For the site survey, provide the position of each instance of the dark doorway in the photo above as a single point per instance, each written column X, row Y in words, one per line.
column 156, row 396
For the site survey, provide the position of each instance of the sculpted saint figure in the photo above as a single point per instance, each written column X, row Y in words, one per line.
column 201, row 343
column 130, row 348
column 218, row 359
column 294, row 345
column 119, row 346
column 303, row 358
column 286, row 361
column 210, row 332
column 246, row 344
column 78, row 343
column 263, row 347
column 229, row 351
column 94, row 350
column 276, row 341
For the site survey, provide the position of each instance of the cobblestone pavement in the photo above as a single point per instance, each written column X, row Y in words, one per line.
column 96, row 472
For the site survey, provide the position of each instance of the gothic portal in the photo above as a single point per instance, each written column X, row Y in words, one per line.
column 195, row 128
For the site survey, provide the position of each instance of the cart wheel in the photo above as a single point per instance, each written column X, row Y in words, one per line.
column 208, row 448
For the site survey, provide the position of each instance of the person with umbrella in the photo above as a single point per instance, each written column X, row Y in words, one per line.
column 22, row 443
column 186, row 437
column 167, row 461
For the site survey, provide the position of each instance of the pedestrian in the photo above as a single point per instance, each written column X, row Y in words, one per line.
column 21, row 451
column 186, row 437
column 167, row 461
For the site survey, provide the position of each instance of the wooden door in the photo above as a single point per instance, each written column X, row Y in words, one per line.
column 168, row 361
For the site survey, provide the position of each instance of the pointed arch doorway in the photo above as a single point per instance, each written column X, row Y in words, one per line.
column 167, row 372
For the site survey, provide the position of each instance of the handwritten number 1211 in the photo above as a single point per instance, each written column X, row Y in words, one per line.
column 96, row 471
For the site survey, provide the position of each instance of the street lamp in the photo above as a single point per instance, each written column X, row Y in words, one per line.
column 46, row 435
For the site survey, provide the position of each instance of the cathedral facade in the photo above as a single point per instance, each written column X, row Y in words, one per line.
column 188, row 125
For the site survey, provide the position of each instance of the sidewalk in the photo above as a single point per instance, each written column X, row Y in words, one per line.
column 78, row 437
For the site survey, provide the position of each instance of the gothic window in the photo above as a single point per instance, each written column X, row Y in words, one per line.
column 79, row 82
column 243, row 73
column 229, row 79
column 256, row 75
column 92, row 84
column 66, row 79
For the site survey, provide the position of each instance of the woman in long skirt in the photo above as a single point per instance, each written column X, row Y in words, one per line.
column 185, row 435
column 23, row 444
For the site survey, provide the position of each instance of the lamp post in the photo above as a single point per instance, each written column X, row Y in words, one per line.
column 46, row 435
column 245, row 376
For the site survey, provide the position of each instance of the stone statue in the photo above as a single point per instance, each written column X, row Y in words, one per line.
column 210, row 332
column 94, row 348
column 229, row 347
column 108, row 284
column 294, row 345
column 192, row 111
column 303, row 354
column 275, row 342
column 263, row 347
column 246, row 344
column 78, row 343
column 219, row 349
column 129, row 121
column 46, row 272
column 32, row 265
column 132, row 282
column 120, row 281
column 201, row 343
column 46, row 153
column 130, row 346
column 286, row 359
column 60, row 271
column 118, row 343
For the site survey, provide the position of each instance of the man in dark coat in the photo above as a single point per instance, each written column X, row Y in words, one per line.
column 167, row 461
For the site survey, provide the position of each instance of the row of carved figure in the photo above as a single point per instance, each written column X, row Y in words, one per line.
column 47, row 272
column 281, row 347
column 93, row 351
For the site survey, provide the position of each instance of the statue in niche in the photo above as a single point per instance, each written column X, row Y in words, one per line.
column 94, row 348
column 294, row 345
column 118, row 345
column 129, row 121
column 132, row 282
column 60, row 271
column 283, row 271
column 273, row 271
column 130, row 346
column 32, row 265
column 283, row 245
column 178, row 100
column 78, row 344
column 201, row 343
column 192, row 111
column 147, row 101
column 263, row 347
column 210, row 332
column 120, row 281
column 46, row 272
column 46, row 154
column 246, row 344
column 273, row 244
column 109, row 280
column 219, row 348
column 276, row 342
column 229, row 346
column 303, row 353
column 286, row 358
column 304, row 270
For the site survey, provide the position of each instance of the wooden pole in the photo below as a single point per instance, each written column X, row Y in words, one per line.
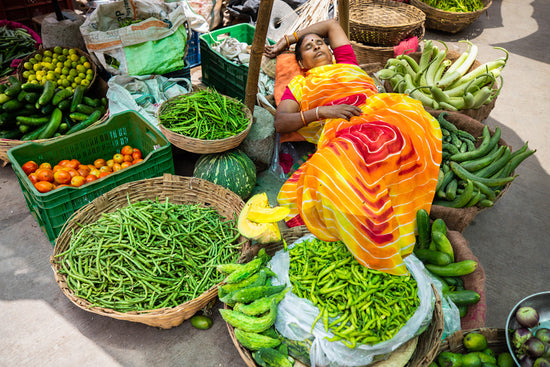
column 343, row 15
column 256, row 52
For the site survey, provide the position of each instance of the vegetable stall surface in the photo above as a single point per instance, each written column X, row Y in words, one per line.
column 357, row 304
column 205, row 114
column 149, row 255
::::::::::
# [ASSIGNMENT]
Output all of the listing above, exactly as given, but without its pictures.

# [COMPLETED TASK]
For the site survey, provide the position of each instance of the dark doorway in the photo above as a single point per instance, each written column X, row Y in words, one per line.
column 156, row 396
For the site survey, provide the position of each instance of the sculpted saint figure in the photo above as a single point per instance, each written column X, row Y in words, one per line.
column 201, row 343
column 130, row 348
column 218, row 359
column 294, row 345
column 119, row 346
column 303, row 358
column 286, row 361
column 210, row 332
column 246, row 344
column 78, row 343
column 263, row 347
column 229, row 351
column 94, row 350
column 276, row 341
For the site survey, provide the position of each instance of the cobblestone pavement in the photo above as a single point per instance, each written column X, row Y in words, one per line.
column 96, row 472
For the site survey, provide the position of each instance of the gothic portal in the photo above as a single point per instance, each written column X, row Y in words, one per line.
column 195, row 128
For the site survey, provide the position of each instance of the cart wheel in the photo above as a single point per instance, each written column X, row Y in words, one per line.
column 208, row 448
For the site survey, provide the position of each instance of the person with umbrella in the photo above as a single point per instance, each written column X, row Y in words, one per line.
column 22, row 443
column 186, row 437
column 167, row 461
For the site survey, provide the position of each instance of the pedestrian in the photo above as a single point per instance, each written column X, row Y in words, one per line.
column 21, row 451
column 186, row 437
column 167, row 461
For the site survey, provide the position of each instance of the wooden door in the photo above as a single point per instance, each written column X, row Y in words, one per line.
column 168, row 361
For the site survey, provide the position of each instance of the pointed arch doorway in the photo above as a single point per instance, each written column X, row Y in words, one per line.
column 167, row 372
For the site survey, provide the position of each instance of the handwritten number 1211 in the photo above as a single point per instance, each written column X, row Y in words, one per line.
column 96, row 471
For the site survey, provide the position of each instance of the street lamp in the photo above as a single point per instance, each written column X, row Y in words, one per line.
column 46, row 435
For the site survey, provide the position of each instance of the cathedral facade in the photo above as a single point per instance, each written column X, row Y in words, one per line.
column 188, row 125
For the site survey, provide the position of each instance of the sidewalk in the photo above as a single point per instance, each written column X, row Y in words, one per line.
column 78, row 437
For the site survey, provide the position of each instance of the gothic window in the photo above as a single point per instance, each written column X, row Y in words, one per line.
column 79, row 82
column 243, row 73
column 229, row 79
column 256, row 75
column 92, row 84
column 66, row 79
For the site survey, provide the position of each instance of the woman in long skirt in the photo above as a single point per instance, each written column X, row Y in words, one per line.
column 185, row 435
column 23, row 444
For the site survey, provide the position of each instance of the lamp post in the photo above as a single point per instance, each written column X, row Y in words, one per line.
column 46, row 435
column 245, row 376
For the site survey, provide the position of each instance of the stone statue in the photo above as a single point per instance, each written column X, row Y in words, one per line.
column 210, row 332
column 94, row 348
column 229, row 347
column 108, row 284
column 294, row 345
column 192, row 111
column 303, row 354
column 275, row 342
column 263, row 347
column 246, row 344
column 78, row 343
column 219, row 349
column 129, row 121
column 46, row 272
column 32, row 265
column 132, row 282
column 120, row 281
column 201, row 343
column 46, row 153
column 130, row 346
column 286, row 359
column 60, row 271
column 118, row 343
For the site survey, provide the position of each instance of the man in dark coat in the photo above as a single point per instance, each written column X, row Y in words, one per line.
column 167, row 461
For the site survey, provide the position of each instance of the row of carved figure in the photo above as a single point per instance, each written column X, row Y in words, one per line.
column 47, row 272
column 281, row 347
column 93, row 351
For the site survey, provide the position of each instance of the statue in niche in the photo above as a single point per instance, each written column X, row Y in words, one per line.
column 94, row 348
column 294, row 345
column 118, row 345
column 129, row 121
column 132, row 282
column 60, row 271
column 283, row 271
column 273, row 271
column 130, row 346
column 32, row 265
column 283, row 245
column 178, row 100
column 78, row 344
column 201, row 343
column 192, row 111
column 147, row 101
column 263, row 347
column 210, row 332
column 120, row 281
column 46, row 272
column 46, row 154
column 246, row 344
column 273, row 244
column 109, row 280
column 219, row 348
column 276, row 342
column 229, row 346
column 303, row 353
column 286, row 358
column 304, row 270
For the site survey, provide the position of each instance of the wooden pole in the photo below as a single point per instance, each written column X, row Y in words, one per line.
column 343, row 15
column 256, row 52
For the site survey, provide the position of each instance of the vegetable stall surface in the photo above as a single point per instance, each written column X, row Y in words, one per line.
column 357, row 304
column 205, row 114
column 149, row 255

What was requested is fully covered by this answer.